**Given task 1**
Put the rows from the line containing "Crossing-audit request: pin the white building" through the end of the rows into a JSON list of strings, one string per line, skipping blank lines.

------

A Writer's Moment: A Leading Light for the Ages

A Writer's Moment: A Leading Light for the Ages:   “Let us forget such words, and all they mean, as Hatred, Bitterness and Rancor, Greed, Intolerance, Bigotry; let us renew our faith and pl...

A Leading Light for the Ages

 “Let us forget such words, and all they mean, as Hatred, Bitterness and Rancor, Greed, Intolerance, Bigotry; let us renew our faith and pledge to Man, his right to be Himself, and free.” – Edna St. Vincent Millay. 

  

St. Vincent Millay, who was born on this date in 1892, won the Pulitzer Prize for poetry – only the third woman to win the award in that category – in 1923.  And just to show that she wasn’t a “one hit wonder,” she won the Frost Medal for her lifetime contribution to American poetry 20 years later.  In between, she wrote many, many great poems and earned the accolade from fellow poet Richard Wilbur that “She wrote some of the best sonnets of the century.”

 

“A person who publishes a book willfully appears before the populace with his pants down," said Millay.  "If it is a good book nothing can hurt him.  If it is a bad book nothing can help him.”  Millay wrote good books and plays.  And her poetry was even better.

------

**Given task 2**
Which words does the Millay quotation at the top of the text ask readers to forget?

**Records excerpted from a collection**

------

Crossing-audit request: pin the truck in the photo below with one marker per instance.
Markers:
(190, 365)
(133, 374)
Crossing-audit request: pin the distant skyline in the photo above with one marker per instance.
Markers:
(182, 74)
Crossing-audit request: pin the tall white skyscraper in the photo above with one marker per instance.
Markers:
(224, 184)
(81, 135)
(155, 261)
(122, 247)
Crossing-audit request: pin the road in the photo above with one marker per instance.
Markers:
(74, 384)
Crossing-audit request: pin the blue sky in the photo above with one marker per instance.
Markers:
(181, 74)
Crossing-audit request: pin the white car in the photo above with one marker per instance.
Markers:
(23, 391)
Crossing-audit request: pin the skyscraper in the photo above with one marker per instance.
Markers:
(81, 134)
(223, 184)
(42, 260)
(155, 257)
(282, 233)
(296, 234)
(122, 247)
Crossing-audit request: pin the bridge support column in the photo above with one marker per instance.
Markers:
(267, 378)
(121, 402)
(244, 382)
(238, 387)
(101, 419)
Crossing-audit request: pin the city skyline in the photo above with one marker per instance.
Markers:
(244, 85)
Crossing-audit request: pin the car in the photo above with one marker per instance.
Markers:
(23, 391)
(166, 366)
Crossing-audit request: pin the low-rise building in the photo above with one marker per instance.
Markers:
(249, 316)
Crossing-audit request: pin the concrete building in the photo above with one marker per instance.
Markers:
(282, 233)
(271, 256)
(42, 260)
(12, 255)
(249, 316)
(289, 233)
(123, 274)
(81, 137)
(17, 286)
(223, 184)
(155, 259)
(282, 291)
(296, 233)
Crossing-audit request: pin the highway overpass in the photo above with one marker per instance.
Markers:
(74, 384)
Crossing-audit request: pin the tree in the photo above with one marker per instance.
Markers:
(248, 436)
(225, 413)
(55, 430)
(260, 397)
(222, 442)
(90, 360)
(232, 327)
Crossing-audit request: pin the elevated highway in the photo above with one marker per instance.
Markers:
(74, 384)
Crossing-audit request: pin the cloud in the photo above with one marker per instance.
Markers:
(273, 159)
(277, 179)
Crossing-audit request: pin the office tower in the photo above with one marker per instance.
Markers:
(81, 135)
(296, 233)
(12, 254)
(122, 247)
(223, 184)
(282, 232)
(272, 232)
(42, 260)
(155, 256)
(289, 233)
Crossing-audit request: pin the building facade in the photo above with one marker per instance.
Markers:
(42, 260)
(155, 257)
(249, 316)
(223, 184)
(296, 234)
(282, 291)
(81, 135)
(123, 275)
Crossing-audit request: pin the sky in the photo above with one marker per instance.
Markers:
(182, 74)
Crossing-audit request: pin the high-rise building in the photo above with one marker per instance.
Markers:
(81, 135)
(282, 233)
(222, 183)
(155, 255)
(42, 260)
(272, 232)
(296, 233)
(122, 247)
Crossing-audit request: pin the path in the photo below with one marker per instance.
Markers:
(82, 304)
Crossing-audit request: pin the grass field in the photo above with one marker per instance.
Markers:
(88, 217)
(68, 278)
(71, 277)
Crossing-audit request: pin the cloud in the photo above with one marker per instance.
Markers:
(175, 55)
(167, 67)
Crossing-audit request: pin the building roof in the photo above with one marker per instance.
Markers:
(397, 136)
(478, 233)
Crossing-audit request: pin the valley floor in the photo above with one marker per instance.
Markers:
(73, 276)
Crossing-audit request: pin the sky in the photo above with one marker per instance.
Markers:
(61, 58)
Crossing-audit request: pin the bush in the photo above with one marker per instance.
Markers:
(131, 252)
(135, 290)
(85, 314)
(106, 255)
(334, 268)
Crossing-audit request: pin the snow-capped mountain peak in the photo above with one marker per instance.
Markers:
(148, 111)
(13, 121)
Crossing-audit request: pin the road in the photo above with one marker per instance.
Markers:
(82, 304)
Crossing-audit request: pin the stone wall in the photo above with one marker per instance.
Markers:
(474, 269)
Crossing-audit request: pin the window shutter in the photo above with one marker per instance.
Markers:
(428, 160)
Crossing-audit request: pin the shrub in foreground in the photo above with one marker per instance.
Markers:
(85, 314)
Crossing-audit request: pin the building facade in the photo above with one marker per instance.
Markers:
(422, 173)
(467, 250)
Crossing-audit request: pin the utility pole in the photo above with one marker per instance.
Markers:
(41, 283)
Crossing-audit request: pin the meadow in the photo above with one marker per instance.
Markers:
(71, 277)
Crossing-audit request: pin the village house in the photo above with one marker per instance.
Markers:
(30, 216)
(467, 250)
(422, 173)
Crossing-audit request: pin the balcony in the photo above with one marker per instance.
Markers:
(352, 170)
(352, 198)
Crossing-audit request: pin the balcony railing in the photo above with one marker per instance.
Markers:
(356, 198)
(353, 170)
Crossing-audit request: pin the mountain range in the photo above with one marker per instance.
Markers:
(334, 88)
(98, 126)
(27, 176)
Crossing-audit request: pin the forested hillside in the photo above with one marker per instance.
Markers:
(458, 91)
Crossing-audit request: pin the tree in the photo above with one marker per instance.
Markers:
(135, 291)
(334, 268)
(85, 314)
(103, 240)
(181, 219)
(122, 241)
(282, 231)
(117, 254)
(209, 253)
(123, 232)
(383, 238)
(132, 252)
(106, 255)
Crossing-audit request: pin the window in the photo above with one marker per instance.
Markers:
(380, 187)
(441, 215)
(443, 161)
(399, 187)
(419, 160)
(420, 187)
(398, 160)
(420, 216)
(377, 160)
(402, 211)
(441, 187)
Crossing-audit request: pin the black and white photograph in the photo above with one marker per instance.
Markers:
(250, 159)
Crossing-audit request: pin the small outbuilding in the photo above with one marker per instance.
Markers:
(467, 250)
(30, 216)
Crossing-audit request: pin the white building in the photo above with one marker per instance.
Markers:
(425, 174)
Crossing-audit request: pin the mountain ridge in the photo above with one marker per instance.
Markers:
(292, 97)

------

**Task response 1**
[
  "Crossing-audit request: pin the white building in the photo above with one marker per instance.",
  "Markers:",
  "(425, 174)",
  "Crossing-audit request: pin the mountain ridge in the photo above with one marker per instance.",
  "Markers:",
  "(292, 97)"
]

**Task response 2**
Hatred, Bitterness, Rancor, Greed, Intolerance, Bigotry